Graz - Mutter mit 66? "Warum nicht", sagt der Wiener Psychotherapeut Alfred Pritz. Ob es auf Kinder Auswirkungen hat, dass die Mutter im Pensionsalter ist, könne man nicht sagen, denn Untersuchungen dazu gibt es nicht. "Die bisherigen Fälle haben Prominentenstatus", sagte der Rektor der Sigmund-Freud-Universität zum Standard.
Diesen Prominentenstatus hat jene Grazerin, von der am Dienstag bekannt wurde, dass sie vor zwei Wochen im LKH Graz ein Kind zur Welt gebracht hat, eindeutig erreicht. Über das Geschlecht des Kindes ist zwar genauso wenig bekannt wie über die regionale Herkunft der Mutter - aus Datenschutzgründen hüllte sich die Sprecherin des Krankenhauses in Schweigen. Was jedoch bekannt wurde, ist, dass es sich bei der 66-Jährigen um jene Frau handelt, die bereits 2002, damals 61-jährig, ebenfalls am LKH Graz per Kaiserschnitt entbunden hat. Beide Male hatte sich die Frau im Ausland künstlich befruchten lassen, heißt es. Das Einsetzen von fremden Eizellen ist in Österreich verboten, in den Benelux-Staaten, in Tschechien und Spanien ist es legal.

**ARBEITSAUFTRAG**.
Schreib aus dem Text über die 66-jährige Mutter in Graz den Abschnitt von „Diesen Prominentenstatus hat“ bis „ist es legal.“ einschließlich wortgetreu ab. Die anschließenden Zeilen stammen aus einer anderen Quelle.

**GESAMMELTE DATEN**.
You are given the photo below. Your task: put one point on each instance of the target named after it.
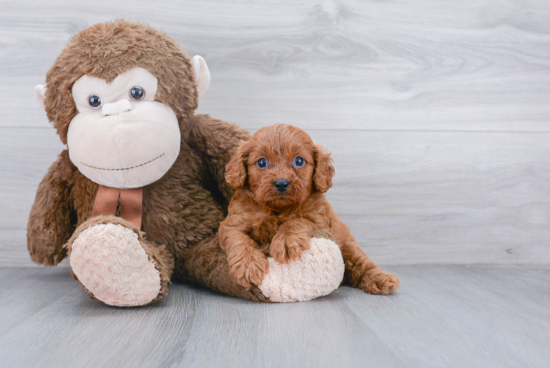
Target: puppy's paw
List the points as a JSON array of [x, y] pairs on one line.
[[379, 282], [289, 246], [250, 270]]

**LÖSUNG**.
Diesen Prominentenstatus hat jene Grazerin, von der am Dienstag bekannt wurde, dass sie vor zwei Wochen im LKH Graz ein Kind zur Welt gebracht hat, eindeutig erreicht. Über das Geschlecht des Kindes ist zwar genauso wenig bekannt wie über die regionale Herkunft der Mutter - aus Datenschutzgründen hüllte sich die Sprecherin des Krankenhauses in Schweigen. Was jedoch bekannt wurde, ist, dass es sich bei der 66-Jährigen um jene Frau handelt, die bereits 2002, damals 61-jährig, ebenfalls am LKH Graz per Kaiserschnitt entbunden hat. Beide Male hatte sich die Frau im Ausland künstlich befruchten lassen, heißt es. Das Einsetzen von fremden Eizellen ist in Österreich verboten, in den Benelux-Staaten, in Tschechien und Spanien ist es legal.